# LISTED ENTRIES
+++++
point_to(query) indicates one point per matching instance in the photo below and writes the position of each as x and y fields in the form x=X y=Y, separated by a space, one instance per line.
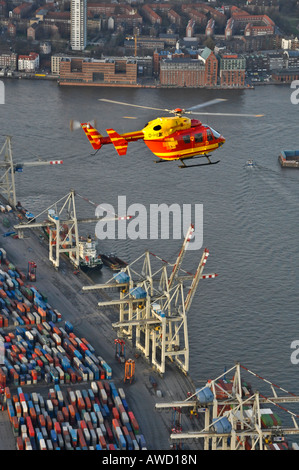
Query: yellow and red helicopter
x=170 y=138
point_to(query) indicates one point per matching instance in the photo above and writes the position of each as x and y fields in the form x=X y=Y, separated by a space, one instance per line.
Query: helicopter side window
x=209 y=135
x=215 y=133
x=198 y=137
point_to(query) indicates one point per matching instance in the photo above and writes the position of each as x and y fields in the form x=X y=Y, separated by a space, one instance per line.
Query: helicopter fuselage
x=177 y=138
x=169 y=138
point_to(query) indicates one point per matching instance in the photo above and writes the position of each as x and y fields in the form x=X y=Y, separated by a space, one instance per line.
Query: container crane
x=62 y=228
x=235 y=417
x=129 y=370
x=153 y=307
x=120 y=350
x=31 y=275
x=8 y=169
+++++
# TASK ITEM
Please output all of the entries exactly as they appear, with no pictures.

# EXERCISE ANSWER
point_to(query) indicates one point per matching instance in the photo below and writes the position of each as x and y fields in the form x=X y=Y, separated by a space, one instance per line.
Query: yellow and red helicopter
x=170 y=138
point_to(query) indicates one point per matching instance in the photo above and writes the position of each as x and y fields in the form x=X y=Y, separated by a space, one instance per line.
Query: helicopter side window
x=209 y=135
x=215 y=133
x=198 y=137
point_to(query) indicates one point per matching instance in the photo above and writes the position of each as x and y fields in the form x=X y=Y, separated by a space, one instance per line.
Query: helicopter fuselage
x=177 y=138
x=169 y=138
point_to(query) indicates one point per matching instance in the photo above and writes the position of each as x and y fields in the form x=X y=Y, separated by a space, one instance per line.
Query: container crane
x=62 y=228
x=235 y=417
x=129 y=370
x=153 y=307
x=120 y=350
x=31 y=275
x=8 y=169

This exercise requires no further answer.